Copy the lines from the one with "query (the noun phrase to segment): car" up to and including the one with "28 141 L 29", requests included. Scale every viewBox dimension and path coordinate in the answers by 0.9, rounding each to a whole number with halves going up.

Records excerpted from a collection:
>> begin

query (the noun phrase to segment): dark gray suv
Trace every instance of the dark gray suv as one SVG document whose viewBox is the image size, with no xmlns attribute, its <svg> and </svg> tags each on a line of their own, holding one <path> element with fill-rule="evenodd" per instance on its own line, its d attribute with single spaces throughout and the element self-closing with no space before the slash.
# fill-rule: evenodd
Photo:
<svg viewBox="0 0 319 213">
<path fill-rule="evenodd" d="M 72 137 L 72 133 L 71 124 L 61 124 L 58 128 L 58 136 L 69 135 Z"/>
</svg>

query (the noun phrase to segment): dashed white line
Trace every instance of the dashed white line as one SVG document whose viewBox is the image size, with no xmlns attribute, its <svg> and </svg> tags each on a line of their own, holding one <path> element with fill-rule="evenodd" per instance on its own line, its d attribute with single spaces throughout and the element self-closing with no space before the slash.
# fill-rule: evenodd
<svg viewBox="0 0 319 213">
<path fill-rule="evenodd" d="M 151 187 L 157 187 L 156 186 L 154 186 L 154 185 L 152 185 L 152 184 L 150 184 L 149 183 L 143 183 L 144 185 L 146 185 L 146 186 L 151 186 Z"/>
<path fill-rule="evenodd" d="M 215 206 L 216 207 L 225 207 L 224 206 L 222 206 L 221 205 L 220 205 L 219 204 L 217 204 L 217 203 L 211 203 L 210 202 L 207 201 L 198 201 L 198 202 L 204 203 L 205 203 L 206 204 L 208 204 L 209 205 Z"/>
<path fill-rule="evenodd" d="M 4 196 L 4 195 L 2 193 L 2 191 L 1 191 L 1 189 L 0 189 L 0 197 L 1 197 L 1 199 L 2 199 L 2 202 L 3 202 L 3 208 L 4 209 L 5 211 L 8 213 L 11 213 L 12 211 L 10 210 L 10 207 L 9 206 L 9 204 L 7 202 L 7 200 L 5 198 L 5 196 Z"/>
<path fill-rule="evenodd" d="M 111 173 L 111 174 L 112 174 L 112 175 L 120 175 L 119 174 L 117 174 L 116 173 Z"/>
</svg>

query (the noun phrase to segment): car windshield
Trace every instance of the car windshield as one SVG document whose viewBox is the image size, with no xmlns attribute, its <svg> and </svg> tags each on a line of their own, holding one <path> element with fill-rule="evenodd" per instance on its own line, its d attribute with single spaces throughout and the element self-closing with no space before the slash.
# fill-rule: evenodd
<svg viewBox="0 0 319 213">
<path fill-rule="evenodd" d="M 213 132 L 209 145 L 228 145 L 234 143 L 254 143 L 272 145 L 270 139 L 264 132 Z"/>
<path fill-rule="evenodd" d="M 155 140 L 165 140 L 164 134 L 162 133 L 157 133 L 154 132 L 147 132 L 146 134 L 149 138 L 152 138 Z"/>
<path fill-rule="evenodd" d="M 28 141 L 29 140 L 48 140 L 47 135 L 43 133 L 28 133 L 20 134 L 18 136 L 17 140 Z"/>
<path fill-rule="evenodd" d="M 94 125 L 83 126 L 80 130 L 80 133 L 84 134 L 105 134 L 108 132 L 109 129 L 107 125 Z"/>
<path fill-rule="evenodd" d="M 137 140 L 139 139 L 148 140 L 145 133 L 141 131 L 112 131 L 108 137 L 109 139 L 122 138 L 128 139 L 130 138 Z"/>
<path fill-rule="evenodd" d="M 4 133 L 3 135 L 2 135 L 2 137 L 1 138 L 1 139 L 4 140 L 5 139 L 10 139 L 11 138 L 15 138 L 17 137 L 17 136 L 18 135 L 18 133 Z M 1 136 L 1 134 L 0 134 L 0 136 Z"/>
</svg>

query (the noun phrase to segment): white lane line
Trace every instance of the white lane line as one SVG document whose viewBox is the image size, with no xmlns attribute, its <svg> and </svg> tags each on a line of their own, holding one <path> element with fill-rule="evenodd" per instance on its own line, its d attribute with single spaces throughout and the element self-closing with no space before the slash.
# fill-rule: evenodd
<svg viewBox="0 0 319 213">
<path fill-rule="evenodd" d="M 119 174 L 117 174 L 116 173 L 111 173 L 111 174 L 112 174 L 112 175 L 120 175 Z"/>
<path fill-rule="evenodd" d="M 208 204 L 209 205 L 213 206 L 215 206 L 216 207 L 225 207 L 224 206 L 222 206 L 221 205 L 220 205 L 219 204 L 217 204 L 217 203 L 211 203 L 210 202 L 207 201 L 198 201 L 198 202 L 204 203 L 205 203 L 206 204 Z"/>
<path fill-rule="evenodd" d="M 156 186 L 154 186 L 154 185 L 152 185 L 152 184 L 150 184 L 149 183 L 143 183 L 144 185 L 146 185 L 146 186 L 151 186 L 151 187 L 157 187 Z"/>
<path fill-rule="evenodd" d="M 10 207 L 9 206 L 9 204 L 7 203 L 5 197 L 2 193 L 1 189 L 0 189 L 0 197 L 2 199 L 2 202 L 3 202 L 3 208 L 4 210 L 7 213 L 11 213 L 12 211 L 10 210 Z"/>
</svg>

>> end

-- TASK RESPONSE --
query (the noun phrase to segment): car windshield
Trace every instance of the car windshield as one SVG document whose viewBox is the image size, with no xmlns attribute, its <svg> and </svg> tags each on a line of their own, holding one <path> element with fill-rule="evenodd" per instance on its own line, its d attribute with single spaces throughout and the element self-closing with no space before the slash.
# fill-rule: evenodd
<svg viewBox="0 0 287 192">
<path fill-rule="evenodd" d="M 192 119 L 188 131 L 205 131 L 211 129 L 229 129 L 245 131 L 243 125 L 238 119 Z"/>
<path fill-rule="evenodd" d="M 140 126 L 149 126 L 148 121 L 146 120 L 141 120 L 139 119 L 132 119 L 131 121 L 134 124 L 137 124 Z"/>
<path fill-rule="evenodd" d="M 25 127 L 26 126 L 43 126 L 42 122 L 39 120 L 25 120 L 18 121 L 16 122 L 15 126 Z"/>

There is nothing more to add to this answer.